----- Trecho do documento

Mais de 300 dias de guerra brutal contra a Ucrânia destruíram décadas de relações econômicas cuidadosamente cultivadas da Rússia com o Ocidente, transformando o país em pária, enquanto os esforços do Kremlin para substituir esses laços com uma cooperação mais próxima com Índia e China parecem enfrentar cada vez mais dificuldades à medida que a guerra se arrasta.

Morador de Zaoprizhzhia, na Ucrânia, carrega pertences após ter a casa destruída por um ataque de míssil da Rússia Foto: Andriy Andriyenko / AP - 01 de janeiro de 2023

Putin, que iniciou sua carreira como agente da KGB soviética, sempre teve relações restritas, confiando apenas em um círculo próximo de amigos antigos e confidentes ao mesmo tempo que dava a parecer que nunca confiava totalmente em ninguém e nem se confidenciava. Mas agora um novo dissenso surge entre Putin e grande parte da elite russa, afirmaram em entrevista líderes empresariais, autoridades e analistas russos.

Putin “sente que perdeu seus amigos”, afirmou uma autoridade de Estado da Rússia com laços próximos a círculos diplomáticos, que falou sob condição de anonimato por medo de retaliação. “Lukashenko é o único que ele pode visitar seriamente. Todos os outros o veem apenas quando necessário.”

----------
----- Registros de dados

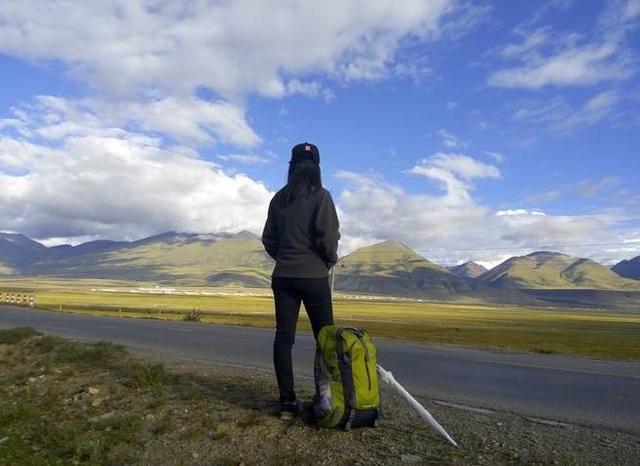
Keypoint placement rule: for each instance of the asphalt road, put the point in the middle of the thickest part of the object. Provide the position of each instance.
(595, 392)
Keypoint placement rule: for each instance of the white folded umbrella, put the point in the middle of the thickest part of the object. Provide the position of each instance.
(388, 378)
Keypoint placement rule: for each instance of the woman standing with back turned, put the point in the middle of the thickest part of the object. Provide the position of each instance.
(301, 234)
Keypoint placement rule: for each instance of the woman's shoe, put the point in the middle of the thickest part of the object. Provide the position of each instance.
(289, 410)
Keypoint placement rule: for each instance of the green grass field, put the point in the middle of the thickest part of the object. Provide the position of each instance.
(580, 332)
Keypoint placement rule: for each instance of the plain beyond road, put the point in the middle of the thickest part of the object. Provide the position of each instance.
(563, 388)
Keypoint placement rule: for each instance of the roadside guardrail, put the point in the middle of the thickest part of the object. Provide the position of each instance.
(18, 298)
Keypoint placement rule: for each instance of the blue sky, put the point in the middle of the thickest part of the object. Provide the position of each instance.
(466, 130)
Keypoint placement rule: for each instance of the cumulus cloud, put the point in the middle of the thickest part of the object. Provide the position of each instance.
(231, 47)
(452, 226)
(80, 177)
(562, 117)
(548, 59)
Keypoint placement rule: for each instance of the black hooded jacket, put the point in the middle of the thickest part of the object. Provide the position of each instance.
(303, 236)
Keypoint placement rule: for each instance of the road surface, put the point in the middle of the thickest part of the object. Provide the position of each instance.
(594, 392)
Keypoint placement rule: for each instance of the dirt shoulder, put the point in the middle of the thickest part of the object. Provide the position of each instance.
(64, 402)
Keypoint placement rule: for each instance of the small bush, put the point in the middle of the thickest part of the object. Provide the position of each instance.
(147, 375)
(15, 335)
(193, 316)
(99, 353)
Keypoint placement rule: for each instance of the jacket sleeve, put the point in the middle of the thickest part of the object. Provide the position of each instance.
(270, 233)
(326, 228)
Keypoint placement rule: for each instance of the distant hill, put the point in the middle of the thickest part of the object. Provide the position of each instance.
(389, 268)
(178, 258)
(469, 270)
(553, 270)
(17, 251)
(628, 268)
(392, 268)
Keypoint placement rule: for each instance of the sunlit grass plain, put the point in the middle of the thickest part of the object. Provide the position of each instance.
(590, 333)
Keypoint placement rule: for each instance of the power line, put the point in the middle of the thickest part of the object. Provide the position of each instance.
(541, 247)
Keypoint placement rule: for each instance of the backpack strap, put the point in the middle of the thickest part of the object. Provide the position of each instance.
(344, 362)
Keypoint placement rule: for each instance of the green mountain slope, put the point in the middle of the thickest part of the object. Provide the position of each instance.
(552, 270)
(469, 270)
(628, 268)
(391, 268)
(178, 258)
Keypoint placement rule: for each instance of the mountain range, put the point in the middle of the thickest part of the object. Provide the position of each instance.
(388, 268)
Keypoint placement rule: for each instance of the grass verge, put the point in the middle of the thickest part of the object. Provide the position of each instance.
(63, 402)
(590, 333)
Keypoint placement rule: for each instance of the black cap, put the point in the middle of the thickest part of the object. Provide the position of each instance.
(305, 153)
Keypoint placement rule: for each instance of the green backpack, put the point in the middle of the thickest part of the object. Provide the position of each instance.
(347, 393)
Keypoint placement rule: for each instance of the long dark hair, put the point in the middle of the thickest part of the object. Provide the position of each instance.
(303, 179)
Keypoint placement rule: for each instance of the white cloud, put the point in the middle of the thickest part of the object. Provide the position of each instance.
(191, 121)
(569, 59)
(234, 48)
(247, 159)
(519, 212)
(561, 117)
(449, 140)
(581, 65)
(453, 226)
(81, 177)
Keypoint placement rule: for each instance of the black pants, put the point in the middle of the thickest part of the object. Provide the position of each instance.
(288, 293)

----------

#### [Tarefa proposta 1]
Reproduza um trecho do texto sobre a Rússia e a guerra: comece nas palavras "Mais de 300" e pare depois de "guerra se arrasta.".
#### [Tarefa proposta 2]
Liste todos os países citados pelo nome no texto sobre a Rússia e a guerra.

#### [Resultado do exercício 1]
Mais de 300 dias de guerra brutal contra a Ucrânia destruíram décadas de relações econômicas cuidadosamente cultivadas da Rússia com o Ocidente, transformando o país em pária, enquanto os esforços do Kremlin para substituir esses laços com uma cooperação mais próxima com Índia e China parecem enfrentar cada vez mais dificuldades à medida que a guerra se arrasta.

#### [Resultado do exercício 2]
Ucrânia, Rússia, Índia, China